In the stalking advocacy announcement, rewrite everything from "Given that the" down to "et al, 2009).", putting "pervasive" in place of "insidious".

Document excerpt:

— START —

Announcement of Independent Stalking Advocacy Service
We are very excited to announce that we have successfully been awarded funding by the Women and Girl’s Initiative (Big Lottery Fund) to develop an Independent Stalking Advocacy Team to create a Stalking Advocacy Service in South Essex, covering the areas of Basildon, Brentwood, Castle Point, Rochford and Thurrock.
A team of Stalking Advocates, led by a Senior Stalking Advocate will be a first of its kind in Essex, and will provide emotional and practical support to victims of stalking, including supporting legal remedies through the new legislation which is established to protect victims of stalking.
Given that the estimated charge rate for stalking is 1% and harassment is 16%, and that 80% of the service users who we have supported and who have fled from their abusive partner/ex-partner advise us that the perpetrator continues to stalk and harass them and their children for a considerable period after they have ended the relationship (from anywhere between 2 years and over 20 years), Changing Pathways knew we had to offer a specialist service for this insidious form of abuse.
Stalking is one of the most frequently experienced forms of abuse set around parameters of fixations and obsession. It removes freedom and destroys lives. One in two domestic stalkers, if they make a threat, will act upon it and one in ten stalkers who had no prior relationship with the victim, if they make a threat, will act upon it (Mackenzie, et al, 2009).

— END —

Information supplied:
— START —

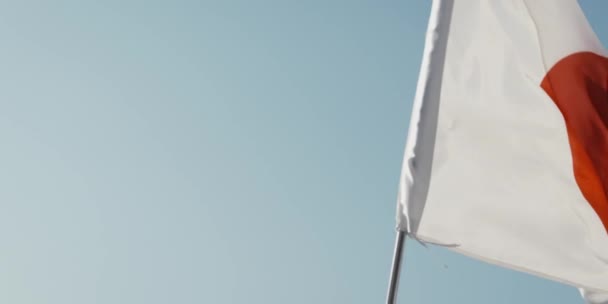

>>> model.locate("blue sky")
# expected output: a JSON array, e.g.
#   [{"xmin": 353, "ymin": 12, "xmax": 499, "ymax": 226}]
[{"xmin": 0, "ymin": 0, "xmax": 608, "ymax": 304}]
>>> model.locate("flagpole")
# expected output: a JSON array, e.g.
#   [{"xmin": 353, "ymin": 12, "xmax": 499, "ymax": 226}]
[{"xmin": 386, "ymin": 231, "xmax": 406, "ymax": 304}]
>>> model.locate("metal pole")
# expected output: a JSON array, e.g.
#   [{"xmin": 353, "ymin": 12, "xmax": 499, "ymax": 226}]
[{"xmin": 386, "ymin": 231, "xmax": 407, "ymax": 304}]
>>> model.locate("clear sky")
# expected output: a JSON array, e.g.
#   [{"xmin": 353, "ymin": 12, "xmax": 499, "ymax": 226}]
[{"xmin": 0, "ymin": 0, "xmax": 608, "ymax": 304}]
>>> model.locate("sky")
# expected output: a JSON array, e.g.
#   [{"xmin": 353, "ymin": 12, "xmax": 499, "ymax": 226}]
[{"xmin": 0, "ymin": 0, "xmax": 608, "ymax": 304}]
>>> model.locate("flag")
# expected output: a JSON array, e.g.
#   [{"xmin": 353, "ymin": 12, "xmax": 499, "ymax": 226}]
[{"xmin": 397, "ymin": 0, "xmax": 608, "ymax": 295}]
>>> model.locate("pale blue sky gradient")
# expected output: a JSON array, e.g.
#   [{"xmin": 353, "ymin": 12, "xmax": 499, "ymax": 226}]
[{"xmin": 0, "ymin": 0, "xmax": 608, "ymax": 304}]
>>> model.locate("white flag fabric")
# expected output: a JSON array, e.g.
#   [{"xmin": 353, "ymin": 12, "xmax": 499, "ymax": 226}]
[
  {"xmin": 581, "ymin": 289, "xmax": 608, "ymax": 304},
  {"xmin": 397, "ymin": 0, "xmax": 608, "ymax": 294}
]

— END —
— START —

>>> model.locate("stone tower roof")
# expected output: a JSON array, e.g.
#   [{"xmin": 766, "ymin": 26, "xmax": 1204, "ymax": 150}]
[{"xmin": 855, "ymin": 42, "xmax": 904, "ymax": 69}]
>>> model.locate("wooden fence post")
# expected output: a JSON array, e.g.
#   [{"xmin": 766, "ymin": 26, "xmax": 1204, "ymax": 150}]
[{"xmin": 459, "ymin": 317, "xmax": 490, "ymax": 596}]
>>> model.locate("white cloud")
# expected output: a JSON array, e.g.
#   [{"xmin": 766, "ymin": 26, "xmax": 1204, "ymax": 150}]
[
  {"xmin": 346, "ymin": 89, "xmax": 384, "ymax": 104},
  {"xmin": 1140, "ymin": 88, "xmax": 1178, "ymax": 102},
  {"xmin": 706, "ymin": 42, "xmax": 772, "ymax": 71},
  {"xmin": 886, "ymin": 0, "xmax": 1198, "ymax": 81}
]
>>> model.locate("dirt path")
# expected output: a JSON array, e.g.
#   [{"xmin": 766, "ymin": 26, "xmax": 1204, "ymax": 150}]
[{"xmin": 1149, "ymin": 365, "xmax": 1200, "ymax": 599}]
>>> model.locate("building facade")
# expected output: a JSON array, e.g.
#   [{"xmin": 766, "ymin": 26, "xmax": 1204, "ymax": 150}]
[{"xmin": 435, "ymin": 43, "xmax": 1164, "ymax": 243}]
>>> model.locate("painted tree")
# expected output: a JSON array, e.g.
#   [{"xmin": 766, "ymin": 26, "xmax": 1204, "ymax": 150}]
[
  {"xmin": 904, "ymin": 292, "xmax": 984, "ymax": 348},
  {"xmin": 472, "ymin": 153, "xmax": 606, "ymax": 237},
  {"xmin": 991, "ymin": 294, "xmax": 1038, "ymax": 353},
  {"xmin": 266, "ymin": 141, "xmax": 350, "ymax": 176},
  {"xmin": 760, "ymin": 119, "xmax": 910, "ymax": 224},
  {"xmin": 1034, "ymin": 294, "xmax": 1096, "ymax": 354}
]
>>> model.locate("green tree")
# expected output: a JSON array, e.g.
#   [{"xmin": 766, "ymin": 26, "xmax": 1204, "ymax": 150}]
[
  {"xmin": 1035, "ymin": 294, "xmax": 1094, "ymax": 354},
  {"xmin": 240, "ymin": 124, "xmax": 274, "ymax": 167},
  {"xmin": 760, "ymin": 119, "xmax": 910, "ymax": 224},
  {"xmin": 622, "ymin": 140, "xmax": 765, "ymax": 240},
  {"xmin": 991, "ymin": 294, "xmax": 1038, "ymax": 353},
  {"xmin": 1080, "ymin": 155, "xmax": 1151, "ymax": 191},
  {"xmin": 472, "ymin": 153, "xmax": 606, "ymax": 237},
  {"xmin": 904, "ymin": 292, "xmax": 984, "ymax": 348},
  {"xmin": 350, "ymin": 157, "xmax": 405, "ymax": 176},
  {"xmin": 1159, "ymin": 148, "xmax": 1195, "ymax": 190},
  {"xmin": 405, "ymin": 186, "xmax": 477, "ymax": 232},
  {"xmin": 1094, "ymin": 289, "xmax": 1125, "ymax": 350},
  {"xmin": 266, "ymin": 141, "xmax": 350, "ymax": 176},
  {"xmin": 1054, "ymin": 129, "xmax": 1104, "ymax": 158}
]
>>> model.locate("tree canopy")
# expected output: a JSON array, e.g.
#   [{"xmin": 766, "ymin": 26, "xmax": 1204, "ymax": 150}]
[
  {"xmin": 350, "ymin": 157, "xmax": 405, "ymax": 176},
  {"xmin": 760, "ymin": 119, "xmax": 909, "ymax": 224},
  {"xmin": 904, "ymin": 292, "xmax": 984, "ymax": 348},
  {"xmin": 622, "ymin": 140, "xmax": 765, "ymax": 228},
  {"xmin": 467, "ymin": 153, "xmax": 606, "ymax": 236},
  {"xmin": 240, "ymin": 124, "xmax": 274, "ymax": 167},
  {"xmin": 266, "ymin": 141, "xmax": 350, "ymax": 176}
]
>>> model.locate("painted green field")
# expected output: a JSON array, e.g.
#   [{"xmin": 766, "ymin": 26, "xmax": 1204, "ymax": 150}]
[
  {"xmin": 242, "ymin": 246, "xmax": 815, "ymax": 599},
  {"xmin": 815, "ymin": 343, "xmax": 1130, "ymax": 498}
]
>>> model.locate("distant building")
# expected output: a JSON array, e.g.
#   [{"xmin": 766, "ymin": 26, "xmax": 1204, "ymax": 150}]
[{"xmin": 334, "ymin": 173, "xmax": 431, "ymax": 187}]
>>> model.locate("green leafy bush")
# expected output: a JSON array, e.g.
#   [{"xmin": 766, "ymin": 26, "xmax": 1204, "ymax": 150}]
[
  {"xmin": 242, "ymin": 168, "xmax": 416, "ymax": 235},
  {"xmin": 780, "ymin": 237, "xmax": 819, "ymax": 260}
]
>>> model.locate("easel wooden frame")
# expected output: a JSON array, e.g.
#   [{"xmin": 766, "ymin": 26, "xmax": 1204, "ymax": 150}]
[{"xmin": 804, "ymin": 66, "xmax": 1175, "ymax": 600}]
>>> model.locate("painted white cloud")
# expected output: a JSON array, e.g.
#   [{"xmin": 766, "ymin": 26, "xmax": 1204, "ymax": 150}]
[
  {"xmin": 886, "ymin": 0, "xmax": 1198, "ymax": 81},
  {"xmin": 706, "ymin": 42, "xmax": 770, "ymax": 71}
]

— END —
— START —

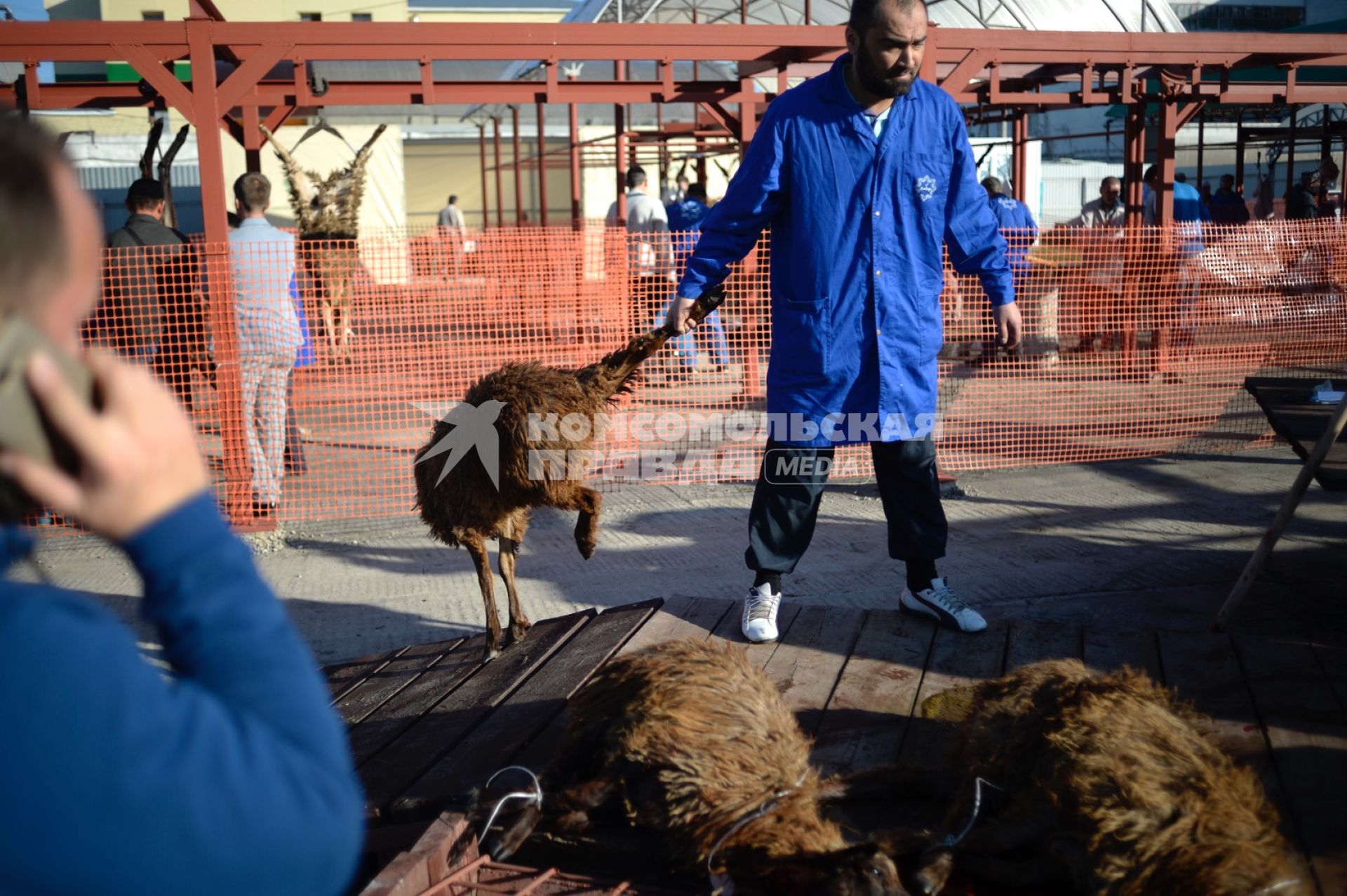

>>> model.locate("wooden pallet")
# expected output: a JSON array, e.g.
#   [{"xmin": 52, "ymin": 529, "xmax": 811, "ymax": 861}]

— END —

Complete response:
Given that the estimated charge rate for stalking is 1% and harassment is 16%, and that 80% of the service users who we have supported and who have fled from their abusive partner/ex-partner advise us that the perpetrator continues to stalk and harass them and their children for a considerable period after they have ended the relationship (from anywhere between 2 years and over 20 years), Changing Pathways knew we had to offer a specialist service for this pervasive form of abuse.
Stalking is one of the most frequently experienced forms of abuse set around parameters of fixations and obsession. It removes freedom and destroys lives. One in two domestic stalkers, if they make a threat, will act upon it and one in ten stalkers who had no prior relationship with the victim, if they make a threat, will act upon it (Mackenzie, et al, 2009).